Your instructions
Copy out, word for word, the lines from the very first one through the line holding "positive clicks: (238, 172) (226, 198)", including that line.

··· Entries provided

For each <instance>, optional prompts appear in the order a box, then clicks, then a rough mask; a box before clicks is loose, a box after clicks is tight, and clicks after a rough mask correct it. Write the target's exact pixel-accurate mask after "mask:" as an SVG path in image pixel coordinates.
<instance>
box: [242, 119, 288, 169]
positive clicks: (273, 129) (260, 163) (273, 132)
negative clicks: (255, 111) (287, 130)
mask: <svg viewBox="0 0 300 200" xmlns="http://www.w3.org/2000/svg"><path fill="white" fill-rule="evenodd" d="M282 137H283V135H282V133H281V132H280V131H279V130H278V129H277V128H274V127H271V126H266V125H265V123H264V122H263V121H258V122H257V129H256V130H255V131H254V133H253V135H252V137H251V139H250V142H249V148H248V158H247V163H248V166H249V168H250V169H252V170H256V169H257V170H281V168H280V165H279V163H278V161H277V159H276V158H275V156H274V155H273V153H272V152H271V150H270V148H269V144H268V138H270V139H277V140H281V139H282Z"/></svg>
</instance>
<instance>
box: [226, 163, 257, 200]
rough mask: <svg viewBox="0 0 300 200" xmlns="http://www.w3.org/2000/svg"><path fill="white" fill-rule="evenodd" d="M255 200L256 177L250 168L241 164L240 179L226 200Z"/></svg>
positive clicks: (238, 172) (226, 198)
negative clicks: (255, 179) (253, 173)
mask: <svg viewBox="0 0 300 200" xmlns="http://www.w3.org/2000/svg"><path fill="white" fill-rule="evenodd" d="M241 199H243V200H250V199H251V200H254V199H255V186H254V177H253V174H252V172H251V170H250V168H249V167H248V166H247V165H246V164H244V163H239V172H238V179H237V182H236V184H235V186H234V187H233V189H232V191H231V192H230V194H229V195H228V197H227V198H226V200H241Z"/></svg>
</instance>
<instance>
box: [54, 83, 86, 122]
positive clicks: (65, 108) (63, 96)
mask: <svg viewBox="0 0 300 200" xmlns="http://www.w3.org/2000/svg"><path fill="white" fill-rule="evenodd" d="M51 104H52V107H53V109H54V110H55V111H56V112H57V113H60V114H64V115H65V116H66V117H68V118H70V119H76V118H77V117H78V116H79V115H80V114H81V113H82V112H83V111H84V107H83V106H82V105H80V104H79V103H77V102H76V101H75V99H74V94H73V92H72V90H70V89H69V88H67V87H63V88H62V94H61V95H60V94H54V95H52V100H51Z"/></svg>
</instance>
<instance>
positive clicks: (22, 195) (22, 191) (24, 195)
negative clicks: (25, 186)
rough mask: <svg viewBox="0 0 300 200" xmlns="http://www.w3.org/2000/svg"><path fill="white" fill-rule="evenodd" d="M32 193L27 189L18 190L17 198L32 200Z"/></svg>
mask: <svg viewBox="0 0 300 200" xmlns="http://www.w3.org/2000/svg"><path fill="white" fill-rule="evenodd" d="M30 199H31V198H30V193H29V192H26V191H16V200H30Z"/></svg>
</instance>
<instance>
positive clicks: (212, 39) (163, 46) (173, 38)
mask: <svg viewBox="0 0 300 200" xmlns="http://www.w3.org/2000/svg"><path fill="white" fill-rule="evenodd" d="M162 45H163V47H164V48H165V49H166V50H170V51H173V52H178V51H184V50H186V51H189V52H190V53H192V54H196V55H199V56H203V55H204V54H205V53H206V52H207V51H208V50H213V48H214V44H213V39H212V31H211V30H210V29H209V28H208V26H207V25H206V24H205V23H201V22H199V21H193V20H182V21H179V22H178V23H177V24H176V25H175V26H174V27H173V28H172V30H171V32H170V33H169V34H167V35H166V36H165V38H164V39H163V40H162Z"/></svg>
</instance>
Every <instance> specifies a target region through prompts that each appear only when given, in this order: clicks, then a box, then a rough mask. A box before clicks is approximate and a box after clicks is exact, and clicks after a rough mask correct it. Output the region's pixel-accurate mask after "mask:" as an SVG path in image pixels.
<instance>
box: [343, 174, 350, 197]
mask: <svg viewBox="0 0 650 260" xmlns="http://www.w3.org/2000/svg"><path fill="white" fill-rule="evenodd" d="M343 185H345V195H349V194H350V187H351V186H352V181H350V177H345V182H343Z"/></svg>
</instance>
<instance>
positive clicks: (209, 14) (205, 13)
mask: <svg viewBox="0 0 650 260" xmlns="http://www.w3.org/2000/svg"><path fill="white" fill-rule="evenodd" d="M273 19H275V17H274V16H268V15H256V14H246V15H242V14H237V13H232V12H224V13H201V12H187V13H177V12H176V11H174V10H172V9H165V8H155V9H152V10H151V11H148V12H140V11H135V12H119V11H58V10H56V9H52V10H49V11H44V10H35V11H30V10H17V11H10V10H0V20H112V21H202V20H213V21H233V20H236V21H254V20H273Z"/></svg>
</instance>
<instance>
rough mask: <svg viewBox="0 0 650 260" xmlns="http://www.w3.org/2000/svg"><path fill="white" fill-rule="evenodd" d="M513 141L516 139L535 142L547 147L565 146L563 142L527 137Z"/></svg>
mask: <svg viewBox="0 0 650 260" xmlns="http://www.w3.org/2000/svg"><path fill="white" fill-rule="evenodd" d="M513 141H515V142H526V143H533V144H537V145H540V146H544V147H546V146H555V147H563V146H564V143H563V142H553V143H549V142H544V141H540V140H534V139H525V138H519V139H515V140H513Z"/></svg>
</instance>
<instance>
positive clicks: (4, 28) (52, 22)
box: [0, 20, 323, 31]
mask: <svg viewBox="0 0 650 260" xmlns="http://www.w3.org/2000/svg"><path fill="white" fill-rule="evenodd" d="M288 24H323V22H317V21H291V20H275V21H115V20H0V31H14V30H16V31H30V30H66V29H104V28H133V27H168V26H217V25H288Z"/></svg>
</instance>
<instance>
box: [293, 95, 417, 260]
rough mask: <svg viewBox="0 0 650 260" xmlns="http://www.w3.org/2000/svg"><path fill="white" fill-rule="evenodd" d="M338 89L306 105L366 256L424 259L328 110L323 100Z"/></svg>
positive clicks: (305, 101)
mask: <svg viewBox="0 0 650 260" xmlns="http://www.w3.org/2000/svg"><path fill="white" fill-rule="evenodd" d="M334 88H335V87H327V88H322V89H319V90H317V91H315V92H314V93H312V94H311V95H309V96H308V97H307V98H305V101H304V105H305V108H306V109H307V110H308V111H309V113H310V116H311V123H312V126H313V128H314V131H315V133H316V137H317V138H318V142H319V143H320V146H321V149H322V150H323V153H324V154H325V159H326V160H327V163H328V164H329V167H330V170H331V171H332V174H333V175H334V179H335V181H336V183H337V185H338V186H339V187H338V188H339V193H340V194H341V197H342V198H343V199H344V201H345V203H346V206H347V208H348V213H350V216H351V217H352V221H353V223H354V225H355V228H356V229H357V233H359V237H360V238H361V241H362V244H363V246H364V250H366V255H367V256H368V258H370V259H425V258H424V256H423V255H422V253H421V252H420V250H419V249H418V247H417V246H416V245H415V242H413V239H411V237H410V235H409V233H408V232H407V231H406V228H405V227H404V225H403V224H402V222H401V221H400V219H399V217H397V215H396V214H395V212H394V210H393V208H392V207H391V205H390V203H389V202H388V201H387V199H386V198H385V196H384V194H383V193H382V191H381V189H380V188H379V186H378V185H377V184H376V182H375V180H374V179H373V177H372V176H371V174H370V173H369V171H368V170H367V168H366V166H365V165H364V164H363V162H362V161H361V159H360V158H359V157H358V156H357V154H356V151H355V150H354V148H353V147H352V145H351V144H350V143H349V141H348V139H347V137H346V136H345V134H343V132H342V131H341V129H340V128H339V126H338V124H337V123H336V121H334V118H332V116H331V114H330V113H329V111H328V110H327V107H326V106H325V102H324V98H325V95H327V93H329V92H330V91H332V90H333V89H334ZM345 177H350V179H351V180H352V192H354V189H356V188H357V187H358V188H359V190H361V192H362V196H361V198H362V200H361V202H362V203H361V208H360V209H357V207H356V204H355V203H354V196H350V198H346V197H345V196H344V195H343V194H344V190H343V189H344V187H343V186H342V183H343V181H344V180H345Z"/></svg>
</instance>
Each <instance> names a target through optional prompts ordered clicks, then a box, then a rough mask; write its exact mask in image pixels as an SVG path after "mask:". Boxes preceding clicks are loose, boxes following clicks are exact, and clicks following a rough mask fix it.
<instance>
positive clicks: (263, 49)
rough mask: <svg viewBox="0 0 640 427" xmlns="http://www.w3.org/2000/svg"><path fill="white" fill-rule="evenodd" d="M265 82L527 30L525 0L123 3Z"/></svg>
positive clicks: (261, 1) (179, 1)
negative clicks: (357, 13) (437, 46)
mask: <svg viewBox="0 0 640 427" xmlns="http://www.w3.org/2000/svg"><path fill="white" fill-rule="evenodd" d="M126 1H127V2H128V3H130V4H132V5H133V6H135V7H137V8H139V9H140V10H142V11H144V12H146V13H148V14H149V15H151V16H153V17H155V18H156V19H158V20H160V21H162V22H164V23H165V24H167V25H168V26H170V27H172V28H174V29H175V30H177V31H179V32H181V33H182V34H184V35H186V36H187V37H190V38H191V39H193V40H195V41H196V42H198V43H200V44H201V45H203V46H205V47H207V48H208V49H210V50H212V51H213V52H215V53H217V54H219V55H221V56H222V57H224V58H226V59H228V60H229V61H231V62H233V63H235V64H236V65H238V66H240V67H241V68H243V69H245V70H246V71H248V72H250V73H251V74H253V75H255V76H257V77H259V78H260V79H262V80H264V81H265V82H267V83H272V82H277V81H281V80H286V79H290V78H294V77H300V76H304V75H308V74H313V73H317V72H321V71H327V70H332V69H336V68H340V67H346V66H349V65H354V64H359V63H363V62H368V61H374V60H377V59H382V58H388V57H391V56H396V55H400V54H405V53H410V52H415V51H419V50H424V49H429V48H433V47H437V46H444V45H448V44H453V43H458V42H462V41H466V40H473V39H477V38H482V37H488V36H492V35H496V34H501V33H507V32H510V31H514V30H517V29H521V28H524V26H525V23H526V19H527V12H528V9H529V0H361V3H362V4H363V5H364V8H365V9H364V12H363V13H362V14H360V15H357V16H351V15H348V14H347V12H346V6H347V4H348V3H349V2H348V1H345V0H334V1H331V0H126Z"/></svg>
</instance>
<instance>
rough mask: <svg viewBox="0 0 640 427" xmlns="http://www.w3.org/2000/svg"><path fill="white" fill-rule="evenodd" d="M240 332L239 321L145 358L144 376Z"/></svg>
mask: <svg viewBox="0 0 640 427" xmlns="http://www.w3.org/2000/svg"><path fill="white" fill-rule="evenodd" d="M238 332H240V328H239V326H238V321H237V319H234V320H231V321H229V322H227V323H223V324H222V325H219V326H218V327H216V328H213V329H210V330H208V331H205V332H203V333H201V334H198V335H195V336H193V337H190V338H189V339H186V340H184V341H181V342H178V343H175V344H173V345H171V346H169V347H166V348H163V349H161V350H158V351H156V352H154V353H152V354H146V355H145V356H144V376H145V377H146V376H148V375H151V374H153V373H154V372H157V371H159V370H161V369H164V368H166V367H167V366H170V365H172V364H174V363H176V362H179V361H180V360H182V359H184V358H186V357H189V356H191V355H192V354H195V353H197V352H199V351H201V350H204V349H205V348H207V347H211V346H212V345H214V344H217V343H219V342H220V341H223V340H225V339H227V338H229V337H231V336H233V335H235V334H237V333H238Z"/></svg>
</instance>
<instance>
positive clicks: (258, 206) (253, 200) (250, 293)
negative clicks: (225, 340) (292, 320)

······

Result of this exercise
For each <instance>, optional prompts appear in the order a box, then clicks, then a rough mask; a box before clicks is loose, a box after clicks is tight, and clicks after a rough mask correct it. Write the target's exact pixel-accurate mask after "mask:" as an SVG path in image pixel coordinates.
<instance>
box: [242, 119, 288, 169]
positive clicks: (273, 129) (260, 163) (273, 132)
negative clicks: (255, 111) (287, 130)
mask: <svg viewBox="0 0 300 200" xmlns="http://www.w3.org/2000/svg"><path fill="white" fill-rule="evenodd" d="M282 137H283V135H282V133H281V132H280V131H279V130H278V129H277V128H274V127H271V126H266V125H265V123H264V122H263V121H258V122H257V129H256V130H255V131H254V133H253V135H252V137H251V139H250V142H249V148H248V158H247V163H248V166H249V168H250V169H252V170H256V169H257V170H281V168H280V165H279V163H278V161H277V159H276V158H275V156H274V155H273V153H272V152H271V150H270V148H269V144H268V138H270V139H277V140H281V139H282Z"/></svg>
</instance>
<instance>
box: [226, 163, 257, 200]
rough mask: <svg viewBox="0 0 300 200" xmlns="http://www.w3.org/2000/svg"><path fill="white" fill-rule="evenodd" d="M255 200L256 177L250 168L241 164L240 179L226 200Z"/></svg>
positive clicks: (238, 172) (226, 198)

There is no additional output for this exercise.